# Your objective:
Transcribe every line, keeping it exact.

Part of a data file
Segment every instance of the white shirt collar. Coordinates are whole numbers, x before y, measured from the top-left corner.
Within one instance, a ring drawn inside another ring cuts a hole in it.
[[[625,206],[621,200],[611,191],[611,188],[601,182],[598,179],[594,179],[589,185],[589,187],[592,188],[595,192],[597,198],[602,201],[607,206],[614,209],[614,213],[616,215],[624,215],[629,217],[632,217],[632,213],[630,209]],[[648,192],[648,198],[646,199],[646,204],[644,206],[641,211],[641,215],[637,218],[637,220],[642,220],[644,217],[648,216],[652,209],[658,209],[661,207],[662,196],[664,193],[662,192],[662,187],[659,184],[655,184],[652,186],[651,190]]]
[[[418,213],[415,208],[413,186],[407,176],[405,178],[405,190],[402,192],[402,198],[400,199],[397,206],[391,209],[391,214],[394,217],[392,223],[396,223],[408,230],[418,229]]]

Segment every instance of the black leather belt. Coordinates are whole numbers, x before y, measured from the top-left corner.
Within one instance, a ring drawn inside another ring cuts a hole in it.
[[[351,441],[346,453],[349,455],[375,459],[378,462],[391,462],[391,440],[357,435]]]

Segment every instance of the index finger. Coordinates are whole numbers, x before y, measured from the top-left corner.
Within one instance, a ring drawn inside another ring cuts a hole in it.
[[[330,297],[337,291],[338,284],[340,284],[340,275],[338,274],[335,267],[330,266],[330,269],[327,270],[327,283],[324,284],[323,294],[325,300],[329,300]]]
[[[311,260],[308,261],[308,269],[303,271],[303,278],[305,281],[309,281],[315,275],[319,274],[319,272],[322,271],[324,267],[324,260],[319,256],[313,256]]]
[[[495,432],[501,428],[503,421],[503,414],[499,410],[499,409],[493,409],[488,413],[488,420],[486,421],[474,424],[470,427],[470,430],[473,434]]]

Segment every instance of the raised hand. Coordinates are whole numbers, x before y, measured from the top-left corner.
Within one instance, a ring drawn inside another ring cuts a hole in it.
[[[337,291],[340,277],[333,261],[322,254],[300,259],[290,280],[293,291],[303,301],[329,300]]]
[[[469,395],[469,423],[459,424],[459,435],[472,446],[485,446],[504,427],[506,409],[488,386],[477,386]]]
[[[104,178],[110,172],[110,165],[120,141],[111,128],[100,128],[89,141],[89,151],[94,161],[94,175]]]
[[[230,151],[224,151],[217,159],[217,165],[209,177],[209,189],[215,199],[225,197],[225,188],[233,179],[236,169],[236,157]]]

# Task solution:
Segment every instance of the white shirt collar. Coordinates are whole numbers, x before y, measured from the top-left corner.
Within one instance, a ring drawn inside another ring cuts a hole in it.
[[[625,206],[621,200],[611,191],[611,188],[601,182],[598,179],[594,179],[589,185],[589,187],[592,188],[595,192],[597,198],[602,201],[607,206],[614,209],[614,213],[616,215],[624,215],[629,217],[632,217],[632,213],[630,209]],[[648,192],[648,198],[646,199],[646,204],[644,206],[641,211],[641,215],[637,218],[637,220],[642,220],[644,217],[648,216],[652,209],[658,209],[661,207],[662,196],[664,193],[662,192],[662,187],[659,184],[655,184],[652,186],[651,190]]]
[[[418,213],[415,208],[413,186],[407,176],[405,178],[405,190],[402,192],[402,198],[400,199],[397,206],[391,209],[391,214],[394,217],[392,223],[396,223],[408,230],[418,229]]]

Segment every instance of the black leather belt. Coordinates are whole numbers, x before y, measured from the top-left corner.
Within one instance, a ring drawn inside another ring cuts a hole in it.
[[[351,441],[346,453],[349,455],[375,459],[378,462],[391,462],[391,440],[357,435]]]

Segment every instance of the index finger. Coordinates are whole numbers, x before y, measured from the top-left corner.
Within one instance, a ring drawn inside another ring cuts a hole in it.
[[[330,297],[337,291],[338,284],[340,284],[340,275],[338,274],[335,267],[330,266],[330,269],[327,270],[327,283],[324,284],[323,294],[325,300],[329,300]]]
[[[311,260],[308,261],[308,269],[303,271],[303,278],[305,281],[309,281],[315,275],[319,274],[319,272],[322,271],[324,267],[324,260],[319,256],[313,256]]]
[[[495,432],[501,428],[503,421],[503,414],[499,410],[499,409],[493,409],[488,413],[488,420],[486,421],[474,424],[470,427],[470,430],[473,434]]]

Segment every instance of the raised hand. Coordinates are whole numbers, x before y, measured from the top-left corner.
Within one instance, a ring drawn inside another ring cuts a hole in it.
[[[337,291],[340,277],[333,261],[322,254],[300,259],[290,280],[293,291],[303,301],[329,300]]]
[[[469,395],[469,423],[459,424],[459,435],[472,446],[485,446],[504,427],[506,409],[488,386],[477,386]]]
[[[104,178],[110,172],[110,165],[120,141],[111,128],[100,128],[89,141],[89,151],[94,161],[94,175]]]
[[[230,151],[224,151],[217,159],[217,165],[209,177],[209,189],[215,199],[225,197],[225,188],[233,179],[236,169],[236,157]]]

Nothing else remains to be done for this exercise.